(Source records)
· · · · · · ·
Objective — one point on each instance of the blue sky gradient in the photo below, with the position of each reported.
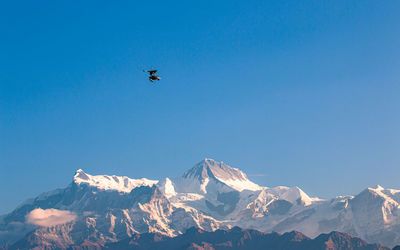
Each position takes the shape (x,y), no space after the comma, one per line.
(292,92)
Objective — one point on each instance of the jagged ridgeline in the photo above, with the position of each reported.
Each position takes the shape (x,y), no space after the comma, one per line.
(211,195)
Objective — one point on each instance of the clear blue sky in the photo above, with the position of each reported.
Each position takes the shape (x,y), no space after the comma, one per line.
(304,93)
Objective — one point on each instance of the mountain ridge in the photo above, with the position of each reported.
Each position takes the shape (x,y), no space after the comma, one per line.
(103,209)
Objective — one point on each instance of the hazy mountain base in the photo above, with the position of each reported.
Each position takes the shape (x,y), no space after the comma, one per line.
(235,238)
(211,195)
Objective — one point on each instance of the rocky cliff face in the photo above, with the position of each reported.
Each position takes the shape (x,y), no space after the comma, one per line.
(210,196)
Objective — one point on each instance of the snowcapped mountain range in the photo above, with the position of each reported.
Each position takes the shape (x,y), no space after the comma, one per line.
(211,195)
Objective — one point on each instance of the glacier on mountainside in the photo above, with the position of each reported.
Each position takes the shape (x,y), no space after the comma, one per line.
(211,195)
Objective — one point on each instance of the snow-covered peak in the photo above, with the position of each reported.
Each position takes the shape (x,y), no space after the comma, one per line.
(167,187)
(211,169)
(292,194)
(105,182)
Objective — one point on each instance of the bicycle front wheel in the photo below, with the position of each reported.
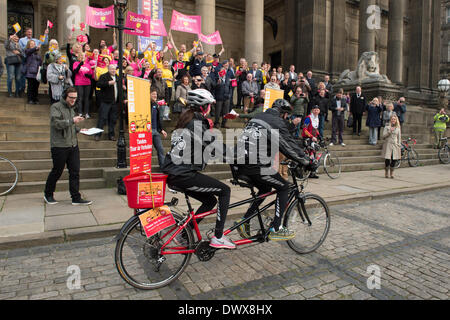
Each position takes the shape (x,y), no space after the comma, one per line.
(332,166)
(413,158)
(9,176)
(138,260)
(310,220)
(444,155)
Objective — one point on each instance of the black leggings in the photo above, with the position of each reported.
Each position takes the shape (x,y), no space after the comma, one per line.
(265,184)
(205,189)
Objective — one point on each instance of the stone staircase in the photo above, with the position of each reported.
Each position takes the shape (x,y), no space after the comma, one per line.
(24,139)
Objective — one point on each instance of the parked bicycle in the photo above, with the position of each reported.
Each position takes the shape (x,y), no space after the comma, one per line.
(444,152)
(155,262)
(408,153)
(9,176)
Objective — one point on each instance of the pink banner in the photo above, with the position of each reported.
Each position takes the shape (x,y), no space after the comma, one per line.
(100,18)
(212,39)
(157,28)
(184,23)
(139,22)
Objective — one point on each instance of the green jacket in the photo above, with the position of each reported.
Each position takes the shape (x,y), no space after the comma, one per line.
(300,105)
(63,131)
(256,110)
(440,122)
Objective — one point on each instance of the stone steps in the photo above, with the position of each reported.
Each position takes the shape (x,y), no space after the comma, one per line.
(24,138)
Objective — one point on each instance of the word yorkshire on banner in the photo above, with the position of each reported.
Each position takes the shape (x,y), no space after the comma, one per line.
(212,39)
(140,125)
(184,23)
(140,23)
(100,18)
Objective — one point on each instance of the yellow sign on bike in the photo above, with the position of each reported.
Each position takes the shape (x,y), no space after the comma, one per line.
(140,125)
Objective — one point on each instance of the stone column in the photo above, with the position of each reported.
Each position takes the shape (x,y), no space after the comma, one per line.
(207,10)
(395,41)
(3,20)
(366,32)
(254,31)
(70,13)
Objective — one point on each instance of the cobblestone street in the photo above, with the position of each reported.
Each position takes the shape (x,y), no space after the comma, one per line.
(407,237)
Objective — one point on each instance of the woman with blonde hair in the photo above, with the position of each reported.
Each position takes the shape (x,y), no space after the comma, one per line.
(392,145)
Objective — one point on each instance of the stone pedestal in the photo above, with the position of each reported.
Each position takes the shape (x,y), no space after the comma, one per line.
(375,89)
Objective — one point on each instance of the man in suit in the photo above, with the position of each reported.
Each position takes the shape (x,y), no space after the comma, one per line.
(257,75)
(292,74)
(339,107)
(400,110)
(108,84)
(357,107)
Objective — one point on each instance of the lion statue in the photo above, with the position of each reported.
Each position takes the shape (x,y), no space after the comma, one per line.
(368,70)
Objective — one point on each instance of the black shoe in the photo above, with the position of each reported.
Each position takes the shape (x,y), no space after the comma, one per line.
(50,200)
(81,202)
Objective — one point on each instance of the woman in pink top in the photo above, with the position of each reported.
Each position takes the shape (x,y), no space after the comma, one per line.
(135,63)
(83,75)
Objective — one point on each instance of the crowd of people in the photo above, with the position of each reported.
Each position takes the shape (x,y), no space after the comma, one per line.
(190,83)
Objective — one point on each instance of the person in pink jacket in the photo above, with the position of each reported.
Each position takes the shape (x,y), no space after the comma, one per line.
(83,76)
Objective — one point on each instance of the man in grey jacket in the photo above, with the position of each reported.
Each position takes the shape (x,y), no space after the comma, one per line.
(64,147)
(250,91)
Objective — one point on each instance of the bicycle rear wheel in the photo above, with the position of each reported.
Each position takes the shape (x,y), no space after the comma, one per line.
(444,155)
(9,175)
(332,166)
(413,158)
(308,237)
(136,256)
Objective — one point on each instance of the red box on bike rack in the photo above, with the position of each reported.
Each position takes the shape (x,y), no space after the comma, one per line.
(143,194)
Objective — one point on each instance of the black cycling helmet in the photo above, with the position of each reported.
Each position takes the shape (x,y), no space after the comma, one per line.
(282,106)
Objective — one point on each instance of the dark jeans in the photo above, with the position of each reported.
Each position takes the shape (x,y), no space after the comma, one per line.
(14,73)
(157,144)
(265,184)
(107,115)
(33,88)
(338,129)
(357,122)
(62,157)
(205,189)
(83,99)
(321,124)
(240,101)
(222,108)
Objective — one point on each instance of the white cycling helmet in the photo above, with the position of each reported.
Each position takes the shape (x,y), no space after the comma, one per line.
(200,98)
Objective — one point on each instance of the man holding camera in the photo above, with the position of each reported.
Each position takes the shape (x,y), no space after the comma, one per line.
(64,147)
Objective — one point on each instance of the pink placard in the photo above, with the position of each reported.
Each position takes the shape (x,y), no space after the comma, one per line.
(184,23)
(139,22)
(157,28)
(212,39)
(100,18)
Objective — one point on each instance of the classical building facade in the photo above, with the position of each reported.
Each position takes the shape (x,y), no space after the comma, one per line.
(325,36)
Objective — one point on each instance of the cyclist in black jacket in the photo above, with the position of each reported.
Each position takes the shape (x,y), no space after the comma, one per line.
(264,131)
(185,161)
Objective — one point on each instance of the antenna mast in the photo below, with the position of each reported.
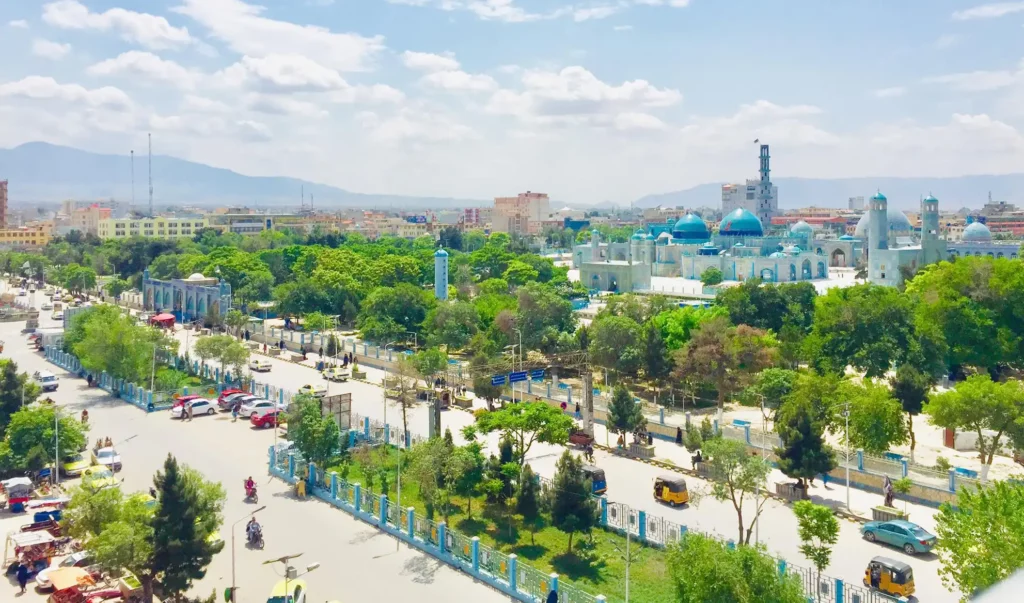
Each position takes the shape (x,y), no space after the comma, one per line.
(150,136)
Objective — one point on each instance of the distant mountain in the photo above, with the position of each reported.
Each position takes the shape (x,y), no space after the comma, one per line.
(43,172)
(903,194)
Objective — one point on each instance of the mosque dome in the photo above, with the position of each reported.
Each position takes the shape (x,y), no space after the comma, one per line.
(690,226)
(802,228)
(740,223)
(898,223)
(977,232)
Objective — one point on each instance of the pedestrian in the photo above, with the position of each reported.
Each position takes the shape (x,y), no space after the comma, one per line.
(23,575)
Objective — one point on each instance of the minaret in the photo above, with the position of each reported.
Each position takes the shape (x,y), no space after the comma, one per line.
(440,274)
(878,231)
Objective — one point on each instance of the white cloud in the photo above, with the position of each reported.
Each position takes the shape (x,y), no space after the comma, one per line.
(426,61)
(148,66)
(51,50)
(993,10)
(43,88)
(243,28)
(889,92)
(146,30)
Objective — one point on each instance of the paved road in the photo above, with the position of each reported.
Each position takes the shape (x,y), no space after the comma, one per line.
(631,482)
(358,564)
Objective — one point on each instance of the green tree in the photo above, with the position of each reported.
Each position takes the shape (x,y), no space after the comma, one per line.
(704,569)
(523,424)
(818,531)
(316,436)
(572,508)
(527,501)
(712,276)
(981,405)
(624,414)
(737,475)
(981,540)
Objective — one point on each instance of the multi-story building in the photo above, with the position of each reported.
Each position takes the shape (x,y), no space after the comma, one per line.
(157,227)
(522,214)
(31,235)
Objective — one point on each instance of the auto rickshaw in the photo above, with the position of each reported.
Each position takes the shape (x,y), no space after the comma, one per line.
(599,483)
(889,576)
(672,489)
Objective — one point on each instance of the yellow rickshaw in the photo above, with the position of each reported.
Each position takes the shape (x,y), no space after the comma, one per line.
(672,489)
(889,576)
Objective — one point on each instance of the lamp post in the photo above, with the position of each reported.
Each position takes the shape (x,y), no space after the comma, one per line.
(232,545)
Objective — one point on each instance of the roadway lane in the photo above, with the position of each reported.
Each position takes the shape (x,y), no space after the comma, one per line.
(631,482)
(358,563)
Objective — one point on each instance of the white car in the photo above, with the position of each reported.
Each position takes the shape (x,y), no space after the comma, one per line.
(199,405)
(258,408)
(317,389)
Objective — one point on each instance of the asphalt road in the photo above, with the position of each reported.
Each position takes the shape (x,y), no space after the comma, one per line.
(357,562)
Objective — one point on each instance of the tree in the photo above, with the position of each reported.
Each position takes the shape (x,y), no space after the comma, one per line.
(624,414)
(572,508)
(910,387)
(818,531)
(705,569)
(523,424)
(180,549)
(981,540)
(712,276)
(876,419)
(735,476)
(724,356)
(981,405)
(527,501)
(314,435)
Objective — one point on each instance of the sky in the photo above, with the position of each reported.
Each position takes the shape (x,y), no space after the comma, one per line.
(589,101)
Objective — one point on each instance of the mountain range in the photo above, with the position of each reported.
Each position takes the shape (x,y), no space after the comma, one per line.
(42,172)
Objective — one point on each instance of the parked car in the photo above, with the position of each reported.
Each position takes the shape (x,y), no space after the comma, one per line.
(107,458)
(46,380)
(316,389)
(199,406)
(903,534)
(268,419)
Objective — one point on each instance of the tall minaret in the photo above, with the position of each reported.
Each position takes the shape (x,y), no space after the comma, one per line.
(440,274)
(878,231)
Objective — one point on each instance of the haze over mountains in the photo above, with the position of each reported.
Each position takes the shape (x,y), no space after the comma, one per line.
(43,172)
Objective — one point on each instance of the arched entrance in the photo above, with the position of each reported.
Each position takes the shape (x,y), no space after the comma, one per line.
(838,259)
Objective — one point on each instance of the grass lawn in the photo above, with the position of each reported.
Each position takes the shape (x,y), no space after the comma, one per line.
(596,563)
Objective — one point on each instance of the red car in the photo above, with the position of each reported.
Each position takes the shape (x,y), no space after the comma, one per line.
(268,420)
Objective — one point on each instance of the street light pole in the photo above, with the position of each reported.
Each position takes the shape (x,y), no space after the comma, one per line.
(232,546)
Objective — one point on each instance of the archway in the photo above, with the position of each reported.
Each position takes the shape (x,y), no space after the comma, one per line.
(838,259)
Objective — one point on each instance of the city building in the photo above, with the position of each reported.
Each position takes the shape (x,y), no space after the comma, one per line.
(759,197)
(521,215)
(159,227)
(31,235)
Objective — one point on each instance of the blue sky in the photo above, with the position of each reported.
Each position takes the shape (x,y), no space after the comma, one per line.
(588,100)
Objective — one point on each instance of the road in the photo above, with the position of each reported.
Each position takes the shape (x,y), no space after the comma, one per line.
(357,562)
(631,482)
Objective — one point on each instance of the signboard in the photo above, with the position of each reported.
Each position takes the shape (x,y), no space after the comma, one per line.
(339,406)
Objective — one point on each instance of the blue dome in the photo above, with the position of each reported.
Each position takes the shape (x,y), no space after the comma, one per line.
(740,223)
(977,232)
(690,226)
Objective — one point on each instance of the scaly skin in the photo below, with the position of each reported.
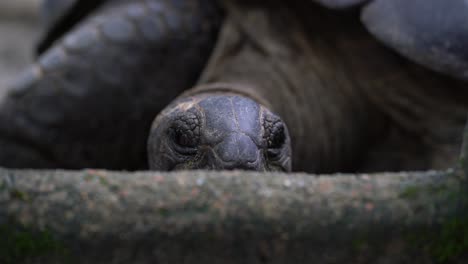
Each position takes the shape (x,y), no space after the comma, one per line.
(89,100)
(350,103)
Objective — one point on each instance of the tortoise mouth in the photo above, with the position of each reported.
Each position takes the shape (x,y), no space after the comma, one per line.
(219,132)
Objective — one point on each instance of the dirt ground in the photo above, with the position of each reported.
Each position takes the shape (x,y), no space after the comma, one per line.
(19,30)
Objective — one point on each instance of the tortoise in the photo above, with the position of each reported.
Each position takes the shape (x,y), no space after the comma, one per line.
(304,86)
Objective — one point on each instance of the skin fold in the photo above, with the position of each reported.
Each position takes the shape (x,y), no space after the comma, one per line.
(245,85)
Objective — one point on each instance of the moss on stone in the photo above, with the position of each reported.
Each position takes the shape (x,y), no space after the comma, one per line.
(23,245)
(19,195)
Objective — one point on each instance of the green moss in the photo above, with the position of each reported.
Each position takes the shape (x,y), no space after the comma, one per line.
(19,195)
(21,245)
(446,243)
(410,192)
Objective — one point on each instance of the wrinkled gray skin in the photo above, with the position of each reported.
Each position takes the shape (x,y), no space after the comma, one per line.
(219,132)
(107,70)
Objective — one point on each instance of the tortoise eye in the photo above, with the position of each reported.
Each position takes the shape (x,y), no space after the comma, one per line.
(185,130)
(274,133)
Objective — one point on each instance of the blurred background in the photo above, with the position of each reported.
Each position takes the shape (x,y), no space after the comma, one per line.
(19,31)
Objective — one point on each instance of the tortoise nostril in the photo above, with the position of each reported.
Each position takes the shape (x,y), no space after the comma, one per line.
(238,150)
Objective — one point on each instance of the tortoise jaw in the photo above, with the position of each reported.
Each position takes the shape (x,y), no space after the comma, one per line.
(218,132)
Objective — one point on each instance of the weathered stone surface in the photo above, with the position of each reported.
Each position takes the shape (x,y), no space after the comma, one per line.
(234,217)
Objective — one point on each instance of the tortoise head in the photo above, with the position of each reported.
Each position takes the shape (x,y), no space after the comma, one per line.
(221,132)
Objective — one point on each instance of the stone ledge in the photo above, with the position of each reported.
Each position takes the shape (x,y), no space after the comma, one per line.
(95,216)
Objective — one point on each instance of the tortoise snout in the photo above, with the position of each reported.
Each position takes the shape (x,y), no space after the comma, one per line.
(238,151)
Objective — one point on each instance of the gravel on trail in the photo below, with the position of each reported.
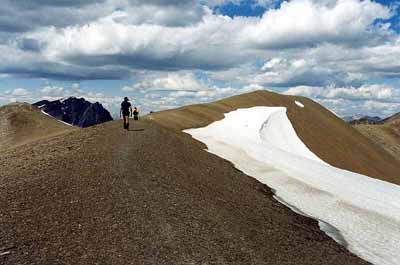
· · · · · · ·
**What the exercise asks:**
Report each line in the listing above that contains the word "minaret", copying every such line in full. Matches must have the same capitalization.

**Response to the task:**
Objective — one point on each instance of the minaret in the photo above, with the position of each reported.
Objective — one point on each instance of the tall minaret in the photo above, with the position of each reported.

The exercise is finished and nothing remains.